Article:
━━━━━━━━

The date was November 19, 1995. The place was the Shrine Auditorium in Los Angeles, California. It was there that a two-hour television special was being taped—yes, taped—celebrating the oncoming eightieth birthday, December 15, to be exact, of the preeminent singer of the twentieth century: Francis Albert Sinatra. Broadcast on December 17 by ABC, the program Frank Sinatra: 80 Years My Way featured a hodgepodge of acts from Salt-n-Pepa to Vic Damone to Steve & Eydie to Bruce Springsteen performing songs Ol’ Blue Eyes had made famous. Seated at an elevated table facing stage right, surrounded by family, a tuxedoed Sinatra appeared to take in the parade of performers with a respectful, ruminative restraint. He dutifully applauded each rendition—even joined the star-laden audience in a couple of standing ovations for Patti Labelle and Ray Charles—but maintained a sense of emotional remove. Age and frail health be damned, the Chairman of the Board was holding court in public and he was determined to maintain his legendary cool.
Then Bob Dylan appeared onstage.
Wearing a grey sharkskin suit with a black collar, a white shirt and a western-style bow tie reminiscent of the floppy ones Sinatra wore in his ‘40s crooner heyday, Dylan, the 54 year old poet laureate of his generation, cradled an acoustic guitar and backed by a small combo augmented by a string section began to sing. It was one of the few non-Sinatra songs of the broadcast. One that Sinatra himself requested Dylan perform instead of a previously planned cover of “That’s Life.”
And now, a brief backtrack. Several of Rock’s premier singer-songwriters had written Sinatra-inspired introspective ballads they hoped he would one day record. For Randy Newman, it was “Lonely at the Top.” For John Lennon, it was “Nobody Loves You When You’re Down and Out.” For U2’s Bono, it was “Two Shots Happy, One Shot Sad.” So why didn’t Frank? Simple. In each case, the songwriter completely misread the Sinatra persona. Newman was ultra-cynical, Lennon ultra-pitying and Bono ultra-bathetic.

━━━━━━━━

Dataset extract:
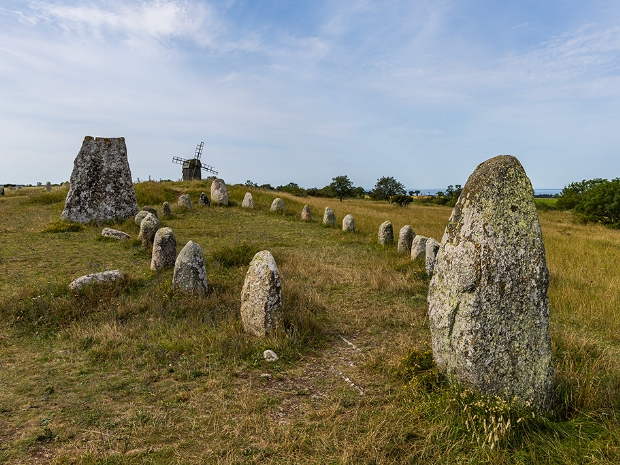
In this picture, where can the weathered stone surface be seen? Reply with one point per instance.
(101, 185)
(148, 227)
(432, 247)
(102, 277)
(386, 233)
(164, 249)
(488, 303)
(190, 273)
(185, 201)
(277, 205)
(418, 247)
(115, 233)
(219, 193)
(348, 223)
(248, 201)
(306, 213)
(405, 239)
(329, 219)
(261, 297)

━━━━━━━━

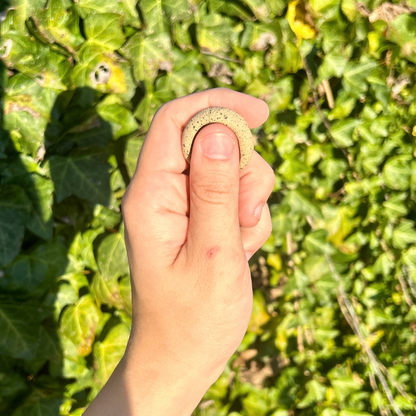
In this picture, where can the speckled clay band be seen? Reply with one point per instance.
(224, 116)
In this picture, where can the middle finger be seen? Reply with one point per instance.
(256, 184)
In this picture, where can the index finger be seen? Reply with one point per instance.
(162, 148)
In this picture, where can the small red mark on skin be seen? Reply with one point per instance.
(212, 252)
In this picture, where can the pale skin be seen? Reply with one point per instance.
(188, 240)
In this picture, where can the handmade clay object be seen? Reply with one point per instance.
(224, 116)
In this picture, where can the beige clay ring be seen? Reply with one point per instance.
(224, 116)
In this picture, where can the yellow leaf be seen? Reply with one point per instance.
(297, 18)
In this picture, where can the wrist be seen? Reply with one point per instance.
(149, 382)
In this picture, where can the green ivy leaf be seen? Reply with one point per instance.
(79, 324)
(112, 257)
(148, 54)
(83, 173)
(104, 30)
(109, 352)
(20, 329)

━━━━━━━━

Given problem 1: Reproduce everything in the Sinatra article from "And now, a brief" down to "and Bono ultra-bathetic.", word for word.
Given problem 2: Locate every line in the entries that contains the string "leaf", treating case as significant, and copy each of those lines.

Expected answer 1:
And now, a brief backtrack. Several of Rock’s premier singer-songwriters had written Sinatra-inspired introspective ballads they hoped he would one day record. For Randy Newman, it was “Lonely at the Top.” For John Lennon, it was “Nobody Loves You When You’re Down and Out.” For U2’s Bono, it was “Two Shots Happy, One Shot Sad.” So why didn’t Frank? Simple. In each case, the songwriter completely misread the Sinatra persona. Newman was ultra-cynical, Lennon ultra-pitying and Bono ultra-bathetic.

Expected answer 2:
In this picture, where can the yellow leaf be seen? Reply with one point per instance.
In this picture, where can the green ivy leaf be seen? Reply with one point per instance.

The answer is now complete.